PROBLEM DETAILS
How many lines in the material below contain the string "negative"? Give only the number.
===
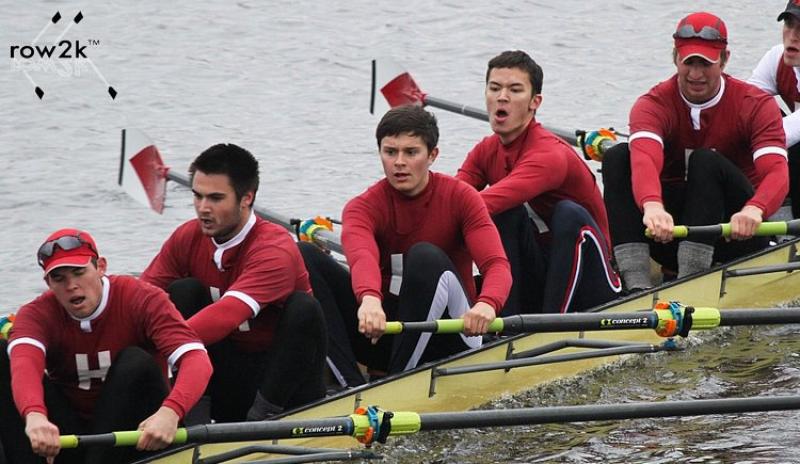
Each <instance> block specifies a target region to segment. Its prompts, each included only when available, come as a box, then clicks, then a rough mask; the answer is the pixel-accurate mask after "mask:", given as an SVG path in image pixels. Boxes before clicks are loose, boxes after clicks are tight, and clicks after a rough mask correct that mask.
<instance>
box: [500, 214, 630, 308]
mask: <svg viewBox="0 0 800 464" xmlns="http://www.w3.org/2000/svg"><path fill="white" fill-rule="evenodd" d="M494 221H495V225H496V226H497V229H498V231H500V237H501V239H502V240H503V247H504V248H505V250H506V255H507V256H508V260H509V262H510V263H511V272H512V276H513V279H514V280H513V285H512V289H511V295H510V297H509V301H508V303H506V306H505V308H504V309H503V313H502V315H503V316H506V315H510V314H518V313H538V312H546V313H559V312H560V313H565V312H575V311H584V310H586V309H589V308H592V307H594V306H597V305H600V304H602V303H605V302H607V301H610V300H612V299H614V298H616V296H617V295H618V294H619V291H620V290H621V284H620V282H619V278H618V277H617V275H616V273H615V272H614V270H613V268H612V267H611V259H610V256H611V254H610V251H609V250H608V246H607V244H606V238H605V236H604V235H603V232H602V231H601V230H600V227H599V226H598V225H597V223H595V221H594V219H592V216H591V215H590V214H589V212H588V211H586V209H585V208H584V207H582V206H580V205H579V204H577V203H575V202H573V201H571V200H562V201H560V202H558V203H557V204H556V205H555V207H554V208H553V214H552V216H551V217H550V221H549V224H548V226H549V228H550V234H549V236H550V243H549V246H548V247H546V248H545V247H541V248H540V245H539V244H538V243H537V237H538V236H539V233H538V231H537V230H536V227H535V226H534V225H533V222H532V221H531V220H530V218H529V217H528V213H527V211H526V210H525V207H524V206H519V207H516V208H512V209H510V210H507V211H505V212H503V213H500V214H498V215H495V217H494Z"/></svg>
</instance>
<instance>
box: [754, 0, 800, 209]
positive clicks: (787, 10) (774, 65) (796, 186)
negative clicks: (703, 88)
mask: <svg viewBox="0 0 800 464" xmlns="http://www.w3.org/2000/svg"><path fill="white" fill-rule="evenodd" d="M778 21H783V43H782V44H778V45H776V46H774V47H772V48H771V49H770V50H769V51H768V52H767V53H766V54H765V55H764V57H763V58H761V61H759V62H758V65H757V66H756V68H755V69H754V70H753V75H752V76H750V79H749V80H748V82H750V83H751V84H753V85H755V86H757V87H759V88H760V89H761V90H764V91H765V92H767V93H769V94H770V95H779V96H780V97H781V101H782V103H784V104H785V105H786V108H785V109H784V112H785V114H786V116H784V117H783V130H784V132H785V133H786V145H787V146H788V147H789V198H790V199H791V201H792V216H793V217H795V218H800V144H798V143H797V142H800V112H798V111H796V109H797V108H798V103H800V77H798V76H800V2H798V1H797V0H790V1H789V3H788V4H787V5H786V9H785V10H784V11H783V12H782V13H781V14H779V15H778Z"/></svg>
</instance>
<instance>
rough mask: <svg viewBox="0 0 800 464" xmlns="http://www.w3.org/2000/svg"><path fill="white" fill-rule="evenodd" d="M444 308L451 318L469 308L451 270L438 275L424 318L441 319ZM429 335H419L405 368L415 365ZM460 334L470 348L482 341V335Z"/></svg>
mask: <svg viewBox="0 0 800 464" xmlns="http://www.w3.org/2000/svg"><path fill="white" fill-rule="evenodd" d="M445 310H447V311H448V314H449V315H450V318H451V319H458V318H461V317H463V316H464V313H466V312H467V311H468V310H469V300H467V295H466V294H465V293H464V289H463V288H462V287H461V282H459V280H458V277H456V275H455V274H453V273H452V272H451V271H445V272H443V273H442V275H441V276H439V283H437V284H436V292H435V293H434V295H433V301H432V302H431V307H430V309H429V310H428V318H427V319H426V320H427V321H434V320H436V319H442V316H443V315H444V312H445ZM431 335H433V334H431V333H430V332H426V333H423V334H422V335H420V337H419V340H417V346H416V347H415V348H414V352H413V353H412V354H411V357H410V358H409V360H408V363H407V364H406V367H405V370H409V369H413V368H415V367H417V364H419V360H420V359H421V358H422V353H424V352H425V348H426V347H427V346H428V342H429V341H430V339H431ZM460 335H461V339H462V340H464V343H466V345H467V346H469V347H470V348H478V347H479V346H481V344H482V343H483V337H480V336H475V337H467V336H466V335H464V334H463V333H462V334H460Z"/></svg>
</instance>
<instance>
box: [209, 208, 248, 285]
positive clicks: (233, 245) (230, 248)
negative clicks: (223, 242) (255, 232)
mask: <svg viewBox="0 0 800 464" xmlns="http://www.w3.org/2000/svg"><path fill="white" fill-rule="evenodd" d="M255 224H256V213H254V212H253V211H250V217H249V218H247V223H246V224H245V225H244V227H242V230H240V231H239V233H238V234H236V236H235V237H233V238H232V239H230V240H228V241H227V242H225V243H223V244H219V243H217V241H216V240H214V239H213V238H212V239H211V243H213V244H214V246H215V247H217V249H216V250H214V264H216V266H217V269H219V270H220V271H222V254H223V253H225V250H230V249H231V248H233V247H235V246H236V245H238V244H240V243H242V242H243V241H244V239H245V237H247V234H249V233H250V230H252V229H253V226H254V225H255Z"/></svg>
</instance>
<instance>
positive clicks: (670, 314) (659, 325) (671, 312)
mask: <svg viewBox="0 0 800 464" xmlns="http://www.w3.org/2000/svg"><path fill="white" fill-rule="evenodd" d="M653 310H654V311H655V312H656V314H658V327H657V328H656V333H657V334H658V335H660V336H662V337H665V338H671V337H674V336H675V335H680V336H681V337H687V336H688V335H689V330H691V328H692V313H694V308H693V307H691V306H684V305H682V304H680V303H679V302H677V301H669V302H668V301H658V302H656V304H655V306H654V307H653Z"/></svg>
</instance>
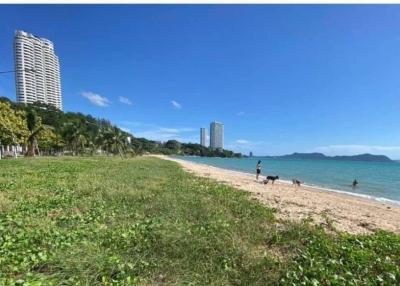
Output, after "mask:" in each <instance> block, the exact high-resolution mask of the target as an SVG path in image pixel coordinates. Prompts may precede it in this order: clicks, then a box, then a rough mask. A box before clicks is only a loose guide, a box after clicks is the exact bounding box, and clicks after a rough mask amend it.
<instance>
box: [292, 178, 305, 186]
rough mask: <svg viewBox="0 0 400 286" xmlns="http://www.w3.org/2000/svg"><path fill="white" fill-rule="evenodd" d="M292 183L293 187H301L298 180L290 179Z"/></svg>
mask: <svg viewBox="0 0 400 286" xmlns="http://www.w3.org/2000/svg"><path fill="white" fill-rule="evenodd" d="M292 183H293V185H295V186H298V187H300V185H301V184H302V183H303V182H301V181H299V180H297V179H292Z"/></svg>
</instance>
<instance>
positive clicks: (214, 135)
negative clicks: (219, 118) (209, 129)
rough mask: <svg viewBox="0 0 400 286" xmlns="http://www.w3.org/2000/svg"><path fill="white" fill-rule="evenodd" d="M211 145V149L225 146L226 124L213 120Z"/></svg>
mask: <svg viewBox="0 0 400 286" xmlns="http://www.w3.org/2000/svg"><path fill="white" fill-rule="evenodd" d="M210 147H211V149H220V150H222V149H223V148H224V125H223V124H222V123H220V122H216V121H213V122H211V124H210Z"/></svg>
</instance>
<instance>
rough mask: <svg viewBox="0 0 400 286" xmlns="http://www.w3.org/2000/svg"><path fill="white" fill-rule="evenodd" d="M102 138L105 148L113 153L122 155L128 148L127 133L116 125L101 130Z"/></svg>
mask: <svg viewBox="0 0 400 286" xmlns="http://www.w3.org/2000/svg"><path fill="white" fill-rule="evenodd" d="M100 138H101V142H102V146H103V148H104V149H105V150H106V151H107V152H108V153H111V154H119V155H120V156H121V157H123V156H124V153H125V151H126V148H127V139H126V135H125V134H124V133H122V132H121V130H120V129H119V128H117V127H115V126H112V127H108V126H107V127H103V128H102V129H101V130H100Z"/></svg>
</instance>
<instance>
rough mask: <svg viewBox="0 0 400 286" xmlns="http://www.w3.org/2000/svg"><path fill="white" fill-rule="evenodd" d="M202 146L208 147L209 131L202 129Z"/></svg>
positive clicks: (204, 128)
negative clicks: (207, 137) (207, 146)
mask: <svg viewBox="0 0 400 286" xmlns="http://www.w3.org/2000/svg"><path fill="white" fill-rule="evenodd" d="M200 145H201V146H204V147H207V129H206V128H200Z"/></svg>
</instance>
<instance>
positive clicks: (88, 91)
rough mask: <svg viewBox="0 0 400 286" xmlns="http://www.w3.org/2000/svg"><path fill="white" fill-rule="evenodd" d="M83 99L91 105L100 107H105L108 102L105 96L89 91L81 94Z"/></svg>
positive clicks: (107, 103) (105, 106) (108, 100)
mask: <svg viewBox="0 0 400 286" xmlns="http://www.w3.org/2000/svg"><path fill="white" fill-rule="evenodd" d="M81 95H82V96H83V97H86V98H87V99H88V100H89V101H90V102H91V103H93V104H94V105H97V106H100V107H107V106H108V105H109V104H110V101H109V100H108V99H107V97H105V96H101V95H100V94H96V93H93V92H91V91H84V92H82V93H81Z"/></svg>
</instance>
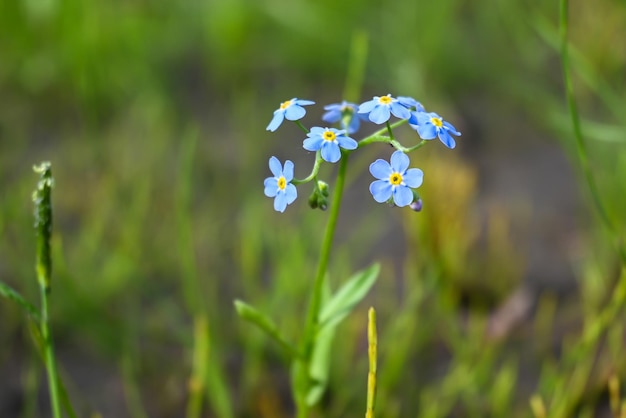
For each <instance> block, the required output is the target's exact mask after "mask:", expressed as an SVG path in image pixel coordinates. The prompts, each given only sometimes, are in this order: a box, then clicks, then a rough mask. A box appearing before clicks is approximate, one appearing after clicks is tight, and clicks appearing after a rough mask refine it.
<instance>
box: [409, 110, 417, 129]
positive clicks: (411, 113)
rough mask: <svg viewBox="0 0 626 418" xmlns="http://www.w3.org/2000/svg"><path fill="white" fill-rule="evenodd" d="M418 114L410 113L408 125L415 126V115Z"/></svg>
mask: <svg viewBox="0 0 626 418" xmlns="http://www.w3.org/2000/svg"><path fill="white" fill-rule="evenodd" d="M418 113H419V112H411V117H410V118H409V125H417V124H418V122H417V114H418ZM413 129H417V128H413Z"/></svg>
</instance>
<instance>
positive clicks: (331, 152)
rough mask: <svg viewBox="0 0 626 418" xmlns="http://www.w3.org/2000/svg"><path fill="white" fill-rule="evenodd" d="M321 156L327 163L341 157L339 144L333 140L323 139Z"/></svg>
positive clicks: (333, 161) (340, 153)
mask: <svg viewBox="0 0 626 418" xmlns="http://www.w3.org/2000/svg"><path fill="white" fill-rule="evenodd" d="M322 158H323V159H324V160H325V161H328V162H329V163H336V162H337V161H339V159H340V158H341V151H340V150H339V145H337V144H336V143H334V142H328V141H324V144H322Z"/></svg>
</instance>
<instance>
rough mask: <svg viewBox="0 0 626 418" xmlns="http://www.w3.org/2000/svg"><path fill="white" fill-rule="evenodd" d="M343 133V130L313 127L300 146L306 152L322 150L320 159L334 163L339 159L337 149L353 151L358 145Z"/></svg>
mask: <svg viewBox="0 0 626 418" xmlns="http://www.w3.org/2000/svg"><path fill="white" fill-rule="evenodd" d="M345 133H346V131H345V130H339V129H335V128H320V127H318V126H315V127H313V128H311V132H309V133H308V134H306V136H308V138H307V139H305V140H304V142H303V143H302V146H303V147H304V149H305V150H307V151H317V150H322V152H321V154H322V158H323V159H324V160H325V161H328V162H329V163H336V162H337V161H339V159H340V158H341V150H340V149H339V147H341V148H343V149H347V150H353V149H356V148H357V146H358V145H359V144H357V142H356V141H355V140H354V139H352V138H350V137H348V136H345Z"/></svg>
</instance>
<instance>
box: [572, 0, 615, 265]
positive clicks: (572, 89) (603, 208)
mask: <svg viewBox="0 0 626 418" xmlns="http://www.w3.org/2000/svg"><path fill="white" fill-rule="evenodd" d="M568 5H569V1H568V0H561V2H560V32H561V65H562V67H563V68H562V70H563V82H564V84H565V95H566V99H567V105H568V108H569V113H570V116H571V121H572V127H573V129H574V138H575V141H576V153H577V155H578V161H579V163H580V167H581V170H582V172H583V177H584V178H585V181H586V183H587V187H588V188H589V192H590V193H591V197H592V200H593V202H594V204H595V207H596V210H597V211H598V214H599V215H600V218H601V220H602V222H603V223H604V226H605V227H606V229H607V230H608V231H609V233H610V234H611V235H612V236H613V237H614V238H616V244H615V245H616V249H617V252H618V254H619V256H620V258H621V260H622V264H625V265H626V251H625V250H624V246H623V242H621V239H620V237H619V234H618V232H617V230H616V228H615V225H614V224H613V222H612V221H611V218H610V217H609V214H608V211H607V210H606V206H605V204H604V202H603V200H602V198H601V196H600V191H599V190H598V186H597V184H596V182H595V180H594V178H593V175H592V173H591V167H590V165H589V158H588V153H587V147H586V145H585V141H584V139H583V135H582V129H581V127H580V117H579V115H578V108H577V106H576V100H575V98H574V87H573V84H572V78H571V75H570V71H569V49H568V42H567V30H568Z"/></svg>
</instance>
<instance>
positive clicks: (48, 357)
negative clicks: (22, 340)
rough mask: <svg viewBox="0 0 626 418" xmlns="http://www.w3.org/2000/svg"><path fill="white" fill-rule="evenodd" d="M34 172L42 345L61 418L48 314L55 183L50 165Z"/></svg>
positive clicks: (47, 369) (56, 370)
mask: <svg viewBox="0 0 626 418" xmlns="http://www.w3.org/2000/svg"><path fill="white" fill-rule="evenodd" d="M33 170H34V171H35V172H36V173H38V174H40V180H39V182H38V183H37V189H36V190H35V192H34V193H33V201H34V203H35V229H36V233H37V260H36V264H35V270H36V272H37V281H38V282H39V293H40V297H41V317H40V319H41V320H40V324H39V327H40V331H41V337H42V342H43V351H44V359H45V365H46V370H47V372H48V373H47V374H48V389H49V392H50V404H51V406H52V416H53V417H54V418H61V405H60V393H59V385H58V383H59V378H58V373H57V366H56V360H55V357H54V346H53V343H52V332H51V330H50V326H49V313H48V298H49V296H50V291H51V275H52V257H51V255H50V236H51V234H52V204H51V190H52V185H53V183H54V181H53V179H52V170H51V167H50V163H49V162H44V163H41V164H40V165H38V166H35V167H33Z"/></svg>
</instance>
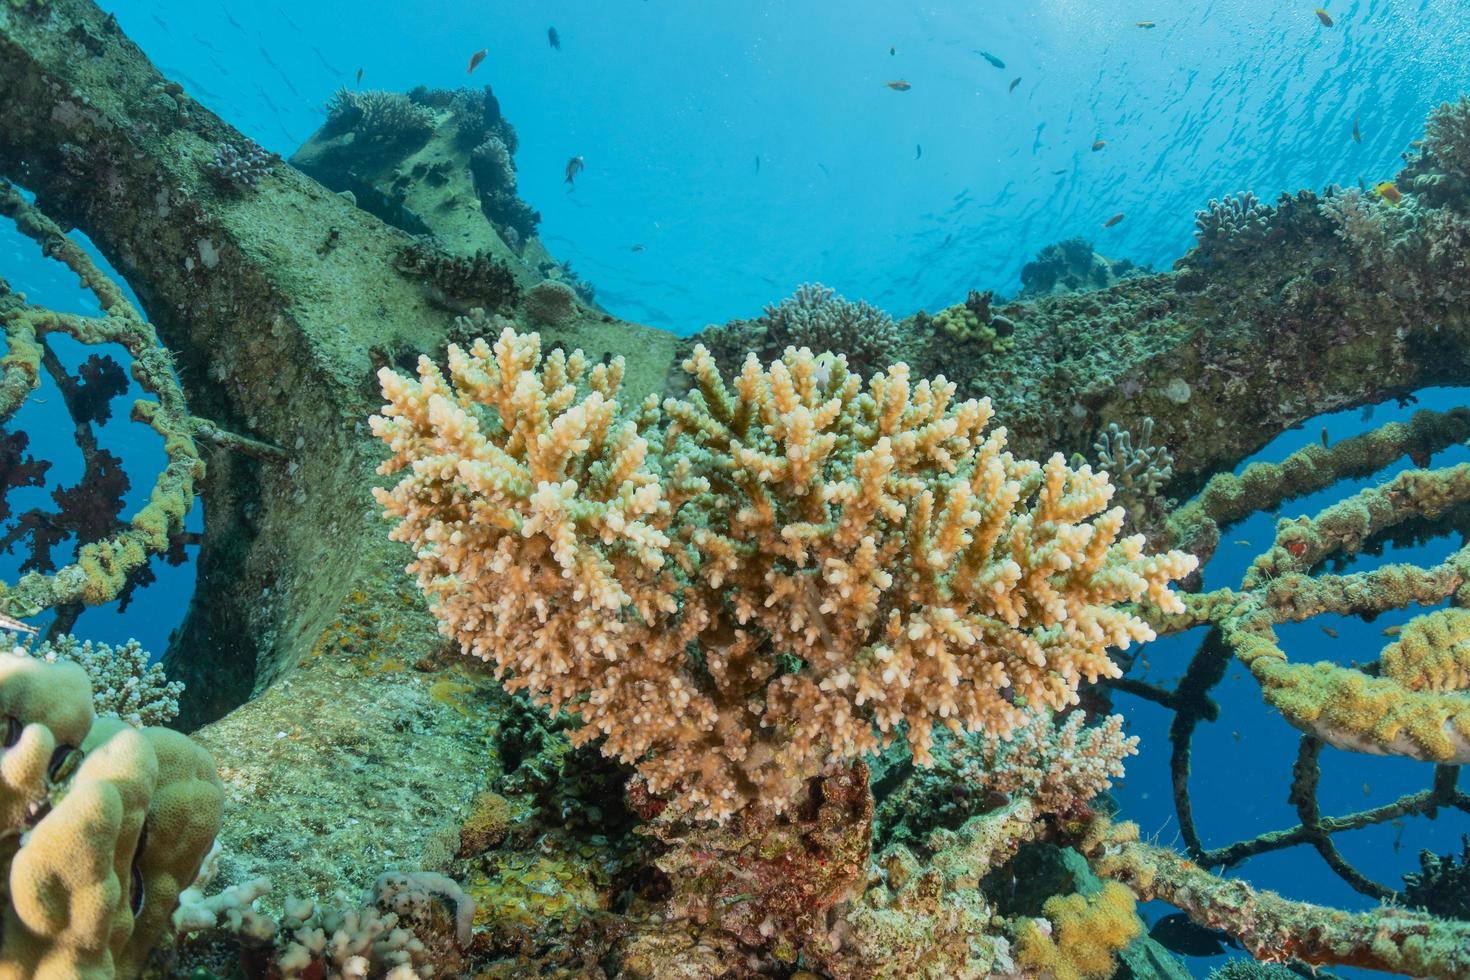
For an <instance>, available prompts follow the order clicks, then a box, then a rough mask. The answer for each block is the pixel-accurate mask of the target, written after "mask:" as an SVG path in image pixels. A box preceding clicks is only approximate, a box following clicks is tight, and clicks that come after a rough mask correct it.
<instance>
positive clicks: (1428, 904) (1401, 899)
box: [1398, 835, 1470, 921]
mask: <svg viewBox="0 0 1470 980" xmlns="http://www.w3.org/2000/svg"><path fill="white" fill-rule="evenodd" d="M1398 899H1399V902H1402V904H1404V905H1407V907H1408V908H1421V909H1424V911H1426V912H1430V914H1432V915H1442V917H1445V918H1460V920H1464V921H1470V836H1463V835H1461V837H1460V855H1458V858H1457V857H1455V855H1452V854H1446V855H1444V857H1441V855H1438V854H1435V852H1432V851H1420V852H1419V871H1410V873H1408V874H1405V876H1404V890H1402V892H1401V893H1399V896H1398Z"/></svg>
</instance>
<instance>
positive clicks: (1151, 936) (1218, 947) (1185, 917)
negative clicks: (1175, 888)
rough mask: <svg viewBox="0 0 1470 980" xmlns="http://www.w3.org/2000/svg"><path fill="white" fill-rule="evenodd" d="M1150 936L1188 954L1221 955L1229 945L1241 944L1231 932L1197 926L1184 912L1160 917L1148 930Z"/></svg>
mask: <svg viewBox="0 0 1470 980" xmlns="http://www.w3.org/2000/svg"><path fill="white" fill-rule="evenodd" d="M1148 937H1150V939H1152V940H1154V942H1157V943H1158V945H1161V946H1164V948H1167V949H1173V951H1175V952H1179V954H1185V955H1186V956H1219V955H1222V954H1223V952H1225V948H1226V946H1227V945H1229V946H1239V942H1236V939H1235V937H1233V936H1230V934H1229V933H1223V932H1220V930H1217V929H1207V927H1205V926H1195V924H1194V923H1192V921H1189V917H1188V915H1185V914H1183V912H1175V914H1173V915H1164V917H1163V918H1160V920H1158V921H1157V923H1154V927H1152V929H1150V930H1148Z"/></svg>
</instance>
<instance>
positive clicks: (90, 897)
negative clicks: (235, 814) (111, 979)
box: [0, 651, 222, 980]
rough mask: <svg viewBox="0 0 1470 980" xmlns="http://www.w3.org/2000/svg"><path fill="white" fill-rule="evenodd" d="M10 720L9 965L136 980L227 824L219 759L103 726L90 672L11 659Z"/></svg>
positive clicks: (7, 766)
mask: <svg viewBox="0 0 1470 980" xmlns="http://www.w3.org/2000/svg"><path fill="white" fill-rule="evenodd" d="M0 710H3V713H4V714H6V716H7V717H9V718H10V726H12V735H10V736H9V738H7V748H6V751H4V777H3V780H0V814H3V821H4V833H6V836H7V837H12V839H13V840H15V845H12V846H10V848H7V849H6V867H4V880H6V882H7V883H9V884H7V889H6V904H4V934H3V939H0V971H3V973H7V974H10V976H29V977H96V979H97V980H106V979H110V977H115V976H118V977H135V976H138V973H140V971H141V968H143V962H144V959H146V958H147V956H148V954H150V951H151V949H153V946H154V943H156V942H157V940H159V937H160V936H162V934H163V932H165V929H166V927H168V924H169V915H171V912H172V911H173V907H175V902H176V899H178V895H179V892H181V890H182V887H184V884H185V883H187V882H190V880H193V879H194V876H196V873H197V871H198V868H200V865H201V862H203V861H204V857H206V854H207V852H209V849H210V843H212V842H213V837H215V833H216V830H218V827H219V815H221V802H222V793H221V789H219V780H218V777H216V776H215V767H213V761H212V760H210V758H209V755H207V754H206V752H204V751H201V749H200V748H198V746H197V745H194V743H193V742H190V741H188V739H187V738H185V736H182V735H179V733H176V732H169V730H166V729H143V730H137V729H132V727H129V726H126V724H123V723H122V721H118V720H94V718H93V711H91V695H90V689H88V679H87V674H85V673H84V671H82V669H81V667H78V666H76V664H71V663H54V664H49V663H44V661H41V660H37V658H32V657H28V655H25V654H24V651H13V652H4V654H0Z"/></svg>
===
REPLY TO THE EXERCISE
7